• **Tekstfragment**
-=-=-=-=-
Dit boek kwam tot stand op initiatief van de Nederlandse Rijksdienst voor de Monumentenzorg. Het wil tegemoet komen aan de kennislacune waarmee de restauratiepraktijk in Nederland en in Vlaanderen kampt. De stijgende belangstelling voor kalk vanuit verschillende hoeken en het toenemend aantal onderzoeksresultaten hierover leidden immers ook tot meer vragen vanuit de restauratie- en de renovatiepraktijk.
In dit boek wordt niet alleen aandacht geschonken aan de technische aspecten van kalkmortels. Ook wordt de toepassing ervan geplaatst binnen het raamwerk van milieuzorg en van de ethische aspecten van de monumentenzorg. Deze publicatie is bedoeld om zo integraal mogelijk te voorzien in de behoefte aan informatie over de toepassing van kalkmortels in de monumentenzorg. Zo wordt onder andere het compatibiliteitscriterium en de aandacht voor het vakmanschap als aspect van authenticiteit in het kader van het gebruik van kalk toegelicht.
-=-=-=-=-
• **Aangeleverde gegevens**
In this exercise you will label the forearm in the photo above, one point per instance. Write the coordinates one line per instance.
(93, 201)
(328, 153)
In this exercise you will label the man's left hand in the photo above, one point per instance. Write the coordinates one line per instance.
-=-=-=-=-
• **Opdrachten en oefeningen**
1: Hoe vat je de tekst over kalkmortels samen in twee zinnen?
2: Geef uit de tekst over kalkmortels letterlijk het stuk weer dat opent met de woorden waarin "Dit boek kwam" staat en afsluit met "en de renovatiepraktijk.".
Deze gegevens komen uit een andere bron dan de tekst.

• **Uitwerkingen**
1: Het boek is op initiatief van de Nederlandse Rijksdienst voor de Monumentenzorg tot stand gekomen om de kennislacune in de restauratiepraktijk in Nederland en Vlaanderen op te vullen, nu de stijgende belangstelling voor kalk tot meer vragen leidt. Het behandelt naast de technische aspecten van kalkmortels ook hun toepassing binnen milieuzorg en de ethiek van de monumentenzorg, waaronder het compatibiliteitscriterium en vakmanschap als aspect van authenticiteit.

2:
Dit boek kwam tot stand op initiatief van de Nederlandse Rijksdienst voor de Monumentenzorg. Het wil tegemoet komen aan de kennislacune waarmee de restauratiepraktijk in Nederland en in Vlaanderen kampt. De stijgende belangstelling voor kalk vanuit verschillende hoeken en het toenemend aantal onderzoeksresultaten hierover leidden immers ook tot meer vragen vanuit de restauratie- en de renovatiepraktijk.